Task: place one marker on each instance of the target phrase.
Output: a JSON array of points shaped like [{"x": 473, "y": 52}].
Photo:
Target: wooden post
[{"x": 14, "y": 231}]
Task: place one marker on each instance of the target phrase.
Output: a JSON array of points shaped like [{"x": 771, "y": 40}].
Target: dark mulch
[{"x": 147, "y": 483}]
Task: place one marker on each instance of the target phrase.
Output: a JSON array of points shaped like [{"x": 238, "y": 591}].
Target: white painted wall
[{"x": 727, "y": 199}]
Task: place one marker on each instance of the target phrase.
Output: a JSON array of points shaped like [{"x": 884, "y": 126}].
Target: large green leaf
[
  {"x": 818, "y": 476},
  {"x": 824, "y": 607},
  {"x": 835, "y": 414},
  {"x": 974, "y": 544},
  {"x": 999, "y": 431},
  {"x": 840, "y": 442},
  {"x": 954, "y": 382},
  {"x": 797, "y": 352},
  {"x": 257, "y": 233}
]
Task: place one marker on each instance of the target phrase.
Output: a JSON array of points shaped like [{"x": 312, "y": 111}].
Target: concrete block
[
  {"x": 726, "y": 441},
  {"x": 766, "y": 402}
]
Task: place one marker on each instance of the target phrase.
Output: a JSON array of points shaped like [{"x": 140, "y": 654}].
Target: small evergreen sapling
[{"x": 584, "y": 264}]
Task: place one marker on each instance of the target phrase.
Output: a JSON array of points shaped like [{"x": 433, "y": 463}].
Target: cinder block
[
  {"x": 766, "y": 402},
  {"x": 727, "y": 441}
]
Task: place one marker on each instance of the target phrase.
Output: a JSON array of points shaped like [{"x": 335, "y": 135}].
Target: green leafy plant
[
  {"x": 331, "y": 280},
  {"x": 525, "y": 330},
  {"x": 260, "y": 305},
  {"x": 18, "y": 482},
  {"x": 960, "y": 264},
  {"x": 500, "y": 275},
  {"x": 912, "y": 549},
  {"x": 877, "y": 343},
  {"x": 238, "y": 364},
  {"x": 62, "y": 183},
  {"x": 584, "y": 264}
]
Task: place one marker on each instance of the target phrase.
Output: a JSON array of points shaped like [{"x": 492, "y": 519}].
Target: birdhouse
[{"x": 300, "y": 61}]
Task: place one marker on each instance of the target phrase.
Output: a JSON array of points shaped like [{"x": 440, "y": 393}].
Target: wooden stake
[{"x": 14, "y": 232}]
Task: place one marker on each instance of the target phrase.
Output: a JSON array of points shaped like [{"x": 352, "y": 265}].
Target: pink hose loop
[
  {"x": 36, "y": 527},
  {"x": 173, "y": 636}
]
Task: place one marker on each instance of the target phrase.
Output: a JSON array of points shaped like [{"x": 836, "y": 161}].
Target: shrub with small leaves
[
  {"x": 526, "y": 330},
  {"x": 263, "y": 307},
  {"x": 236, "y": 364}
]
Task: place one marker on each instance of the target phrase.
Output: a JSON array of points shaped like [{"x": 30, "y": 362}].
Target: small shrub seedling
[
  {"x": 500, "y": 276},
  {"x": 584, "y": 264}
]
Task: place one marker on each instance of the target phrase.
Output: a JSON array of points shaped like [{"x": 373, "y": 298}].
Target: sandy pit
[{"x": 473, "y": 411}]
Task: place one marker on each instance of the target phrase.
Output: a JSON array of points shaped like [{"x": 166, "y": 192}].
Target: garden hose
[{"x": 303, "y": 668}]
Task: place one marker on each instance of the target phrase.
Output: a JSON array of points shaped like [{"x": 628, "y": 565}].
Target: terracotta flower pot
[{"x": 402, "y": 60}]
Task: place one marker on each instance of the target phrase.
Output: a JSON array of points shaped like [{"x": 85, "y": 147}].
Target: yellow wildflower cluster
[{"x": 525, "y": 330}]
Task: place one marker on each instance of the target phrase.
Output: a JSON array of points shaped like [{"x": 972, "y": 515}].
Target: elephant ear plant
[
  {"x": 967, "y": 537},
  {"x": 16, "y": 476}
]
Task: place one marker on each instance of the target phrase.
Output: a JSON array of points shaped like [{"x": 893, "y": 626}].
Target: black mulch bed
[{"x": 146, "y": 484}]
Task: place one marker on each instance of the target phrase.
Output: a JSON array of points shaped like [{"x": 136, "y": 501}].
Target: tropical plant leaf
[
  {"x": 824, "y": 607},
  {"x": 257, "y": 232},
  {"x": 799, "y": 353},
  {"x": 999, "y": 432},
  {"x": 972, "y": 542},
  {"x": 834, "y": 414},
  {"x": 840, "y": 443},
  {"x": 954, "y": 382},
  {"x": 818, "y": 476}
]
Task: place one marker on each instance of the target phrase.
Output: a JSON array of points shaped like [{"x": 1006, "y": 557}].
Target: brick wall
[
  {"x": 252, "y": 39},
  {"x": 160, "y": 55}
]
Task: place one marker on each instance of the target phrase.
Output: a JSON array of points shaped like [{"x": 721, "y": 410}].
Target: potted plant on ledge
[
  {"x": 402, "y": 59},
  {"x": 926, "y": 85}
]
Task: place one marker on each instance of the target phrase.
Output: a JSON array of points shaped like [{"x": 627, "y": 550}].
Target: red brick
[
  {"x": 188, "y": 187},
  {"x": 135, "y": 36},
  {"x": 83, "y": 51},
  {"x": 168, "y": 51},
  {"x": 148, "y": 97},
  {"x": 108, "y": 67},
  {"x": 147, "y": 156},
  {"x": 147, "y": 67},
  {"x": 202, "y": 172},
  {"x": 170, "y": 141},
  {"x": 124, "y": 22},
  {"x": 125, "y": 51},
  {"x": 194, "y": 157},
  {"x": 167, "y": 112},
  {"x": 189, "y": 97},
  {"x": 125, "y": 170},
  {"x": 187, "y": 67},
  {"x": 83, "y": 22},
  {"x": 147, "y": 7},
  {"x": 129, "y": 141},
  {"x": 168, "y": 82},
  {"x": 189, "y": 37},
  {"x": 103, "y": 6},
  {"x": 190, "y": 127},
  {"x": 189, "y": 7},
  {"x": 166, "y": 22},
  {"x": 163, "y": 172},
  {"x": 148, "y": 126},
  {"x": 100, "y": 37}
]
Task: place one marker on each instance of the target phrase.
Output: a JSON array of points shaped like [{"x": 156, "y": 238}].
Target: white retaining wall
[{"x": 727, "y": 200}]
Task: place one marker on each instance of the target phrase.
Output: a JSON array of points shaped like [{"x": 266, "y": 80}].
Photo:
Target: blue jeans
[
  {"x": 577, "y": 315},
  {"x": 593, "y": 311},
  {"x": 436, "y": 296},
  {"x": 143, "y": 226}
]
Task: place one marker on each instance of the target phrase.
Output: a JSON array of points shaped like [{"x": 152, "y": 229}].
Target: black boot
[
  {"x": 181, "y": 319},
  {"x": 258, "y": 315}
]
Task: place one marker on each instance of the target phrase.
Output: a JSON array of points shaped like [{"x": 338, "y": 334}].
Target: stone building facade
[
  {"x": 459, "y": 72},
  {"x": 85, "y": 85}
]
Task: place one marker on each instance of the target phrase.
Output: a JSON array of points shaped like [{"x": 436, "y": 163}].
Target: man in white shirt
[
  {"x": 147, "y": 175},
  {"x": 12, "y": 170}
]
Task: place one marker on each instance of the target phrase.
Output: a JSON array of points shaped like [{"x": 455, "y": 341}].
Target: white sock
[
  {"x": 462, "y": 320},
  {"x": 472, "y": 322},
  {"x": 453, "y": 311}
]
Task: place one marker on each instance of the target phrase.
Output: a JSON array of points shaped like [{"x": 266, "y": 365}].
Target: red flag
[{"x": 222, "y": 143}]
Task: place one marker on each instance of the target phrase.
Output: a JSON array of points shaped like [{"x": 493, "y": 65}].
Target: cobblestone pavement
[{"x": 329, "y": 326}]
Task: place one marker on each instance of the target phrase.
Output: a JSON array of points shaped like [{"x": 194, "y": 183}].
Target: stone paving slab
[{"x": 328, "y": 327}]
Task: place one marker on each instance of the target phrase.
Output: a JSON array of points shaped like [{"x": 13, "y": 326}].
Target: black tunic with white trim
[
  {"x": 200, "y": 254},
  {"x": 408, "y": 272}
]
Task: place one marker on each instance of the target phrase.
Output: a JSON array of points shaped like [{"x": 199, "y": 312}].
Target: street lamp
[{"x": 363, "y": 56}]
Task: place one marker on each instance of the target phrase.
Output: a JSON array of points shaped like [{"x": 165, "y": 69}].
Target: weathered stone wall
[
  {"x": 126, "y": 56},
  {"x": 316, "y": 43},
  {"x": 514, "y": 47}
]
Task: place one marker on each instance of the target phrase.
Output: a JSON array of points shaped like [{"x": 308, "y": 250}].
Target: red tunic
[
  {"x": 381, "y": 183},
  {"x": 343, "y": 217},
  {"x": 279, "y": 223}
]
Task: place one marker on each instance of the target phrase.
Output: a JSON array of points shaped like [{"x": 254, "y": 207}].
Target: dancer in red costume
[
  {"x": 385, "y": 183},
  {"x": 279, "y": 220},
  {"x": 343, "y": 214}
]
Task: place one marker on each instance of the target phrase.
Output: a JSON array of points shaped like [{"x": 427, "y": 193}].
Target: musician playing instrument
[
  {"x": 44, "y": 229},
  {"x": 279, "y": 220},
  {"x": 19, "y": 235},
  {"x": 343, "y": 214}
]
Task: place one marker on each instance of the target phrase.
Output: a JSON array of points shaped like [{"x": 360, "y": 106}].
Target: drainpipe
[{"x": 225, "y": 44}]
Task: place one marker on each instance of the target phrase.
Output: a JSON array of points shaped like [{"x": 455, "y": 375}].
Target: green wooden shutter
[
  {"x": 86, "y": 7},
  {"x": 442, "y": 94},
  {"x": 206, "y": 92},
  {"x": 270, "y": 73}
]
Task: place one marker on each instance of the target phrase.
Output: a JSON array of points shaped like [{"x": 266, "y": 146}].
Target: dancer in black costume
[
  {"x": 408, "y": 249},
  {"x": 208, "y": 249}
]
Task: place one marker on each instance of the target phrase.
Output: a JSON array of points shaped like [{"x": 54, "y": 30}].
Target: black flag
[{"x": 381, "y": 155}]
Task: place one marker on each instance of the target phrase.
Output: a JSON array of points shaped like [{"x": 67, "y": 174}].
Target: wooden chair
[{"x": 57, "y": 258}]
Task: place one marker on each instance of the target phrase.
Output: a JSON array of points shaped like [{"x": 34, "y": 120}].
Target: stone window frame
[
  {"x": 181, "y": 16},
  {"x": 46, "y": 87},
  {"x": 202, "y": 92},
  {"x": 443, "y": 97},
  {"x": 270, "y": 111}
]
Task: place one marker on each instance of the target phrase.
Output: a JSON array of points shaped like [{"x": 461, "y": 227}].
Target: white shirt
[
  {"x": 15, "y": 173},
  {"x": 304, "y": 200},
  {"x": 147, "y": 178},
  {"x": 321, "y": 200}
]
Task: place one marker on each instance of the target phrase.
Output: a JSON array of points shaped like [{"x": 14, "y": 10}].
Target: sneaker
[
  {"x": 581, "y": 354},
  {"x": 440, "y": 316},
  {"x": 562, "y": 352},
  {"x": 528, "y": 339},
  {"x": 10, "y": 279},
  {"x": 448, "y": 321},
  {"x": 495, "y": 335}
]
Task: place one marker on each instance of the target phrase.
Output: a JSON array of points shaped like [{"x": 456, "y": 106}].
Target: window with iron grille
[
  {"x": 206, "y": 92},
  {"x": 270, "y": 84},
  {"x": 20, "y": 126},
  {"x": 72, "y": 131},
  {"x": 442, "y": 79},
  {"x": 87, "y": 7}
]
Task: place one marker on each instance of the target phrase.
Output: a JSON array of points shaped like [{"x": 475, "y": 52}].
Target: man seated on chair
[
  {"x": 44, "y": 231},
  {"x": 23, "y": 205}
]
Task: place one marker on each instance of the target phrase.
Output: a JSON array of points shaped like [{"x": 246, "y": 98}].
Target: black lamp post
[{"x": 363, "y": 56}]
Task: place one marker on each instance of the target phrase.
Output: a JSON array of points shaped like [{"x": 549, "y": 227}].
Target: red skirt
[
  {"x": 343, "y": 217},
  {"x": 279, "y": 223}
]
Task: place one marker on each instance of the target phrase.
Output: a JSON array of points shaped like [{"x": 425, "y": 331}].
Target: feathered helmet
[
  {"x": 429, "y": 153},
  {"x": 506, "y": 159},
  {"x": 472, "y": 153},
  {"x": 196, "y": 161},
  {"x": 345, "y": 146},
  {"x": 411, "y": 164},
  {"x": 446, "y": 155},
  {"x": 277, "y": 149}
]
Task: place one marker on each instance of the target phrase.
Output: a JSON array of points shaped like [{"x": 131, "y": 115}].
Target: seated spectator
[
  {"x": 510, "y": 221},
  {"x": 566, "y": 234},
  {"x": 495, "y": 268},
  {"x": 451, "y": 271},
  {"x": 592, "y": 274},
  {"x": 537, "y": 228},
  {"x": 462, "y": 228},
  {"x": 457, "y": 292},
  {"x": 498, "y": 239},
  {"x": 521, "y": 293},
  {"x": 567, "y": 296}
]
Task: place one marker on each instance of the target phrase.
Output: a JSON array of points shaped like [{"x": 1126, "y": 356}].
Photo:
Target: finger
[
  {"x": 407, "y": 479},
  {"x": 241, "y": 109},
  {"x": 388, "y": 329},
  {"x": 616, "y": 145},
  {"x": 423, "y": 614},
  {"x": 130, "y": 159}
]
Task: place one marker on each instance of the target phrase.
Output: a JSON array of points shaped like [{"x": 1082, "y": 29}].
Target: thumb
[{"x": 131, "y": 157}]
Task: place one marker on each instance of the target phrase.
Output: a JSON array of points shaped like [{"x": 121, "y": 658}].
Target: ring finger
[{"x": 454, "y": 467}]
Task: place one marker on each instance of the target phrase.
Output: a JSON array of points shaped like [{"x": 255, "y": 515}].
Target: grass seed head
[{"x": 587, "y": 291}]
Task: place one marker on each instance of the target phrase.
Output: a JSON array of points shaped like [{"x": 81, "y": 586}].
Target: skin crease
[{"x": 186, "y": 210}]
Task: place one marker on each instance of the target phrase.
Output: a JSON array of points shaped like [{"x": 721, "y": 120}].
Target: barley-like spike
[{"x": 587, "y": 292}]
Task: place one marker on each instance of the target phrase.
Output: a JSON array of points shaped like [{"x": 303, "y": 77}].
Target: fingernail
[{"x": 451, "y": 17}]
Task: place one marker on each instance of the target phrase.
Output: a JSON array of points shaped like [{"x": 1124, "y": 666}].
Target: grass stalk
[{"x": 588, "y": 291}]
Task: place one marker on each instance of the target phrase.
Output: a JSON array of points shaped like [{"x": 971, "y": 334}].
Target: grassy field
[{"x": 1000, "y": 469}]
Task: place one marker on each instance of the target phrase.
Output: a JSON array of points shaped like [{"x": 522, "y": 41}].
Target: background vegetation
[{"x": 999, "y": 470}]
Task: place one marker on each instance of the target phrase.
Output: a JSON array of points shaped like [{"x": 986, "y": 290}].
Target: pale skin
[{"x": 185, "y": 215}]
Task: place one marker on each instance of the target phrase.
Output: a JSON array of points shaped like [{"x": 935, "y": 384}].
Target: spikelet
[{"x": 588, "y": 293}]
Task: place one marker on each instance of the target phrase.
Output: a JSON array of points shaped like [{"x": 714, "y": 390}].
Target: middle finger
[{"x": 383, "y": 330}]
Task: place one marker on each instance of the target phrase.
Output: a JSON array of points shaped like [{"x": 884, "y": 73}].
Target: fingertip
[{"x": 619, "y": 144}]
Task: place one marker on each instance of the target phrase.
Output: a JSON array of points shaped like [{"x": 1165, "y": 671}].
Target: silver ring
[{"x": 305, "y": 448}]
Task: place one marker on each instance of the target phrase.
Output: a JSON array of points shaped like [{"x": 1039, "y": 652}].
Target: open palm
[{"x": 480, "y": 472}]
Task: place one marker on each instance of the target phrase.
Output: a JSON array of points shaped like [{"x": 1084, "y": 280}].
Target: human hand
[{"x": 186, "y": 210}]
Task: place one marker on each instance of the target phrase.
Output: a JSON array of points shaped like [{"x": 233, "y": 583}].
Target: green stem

What is required: Return every line of the entries above that contains the string "lamp". Case counts, so a line with the string in different capitalization doesn't qualify.

Solution:
Target: street lamp
Target: black lamp post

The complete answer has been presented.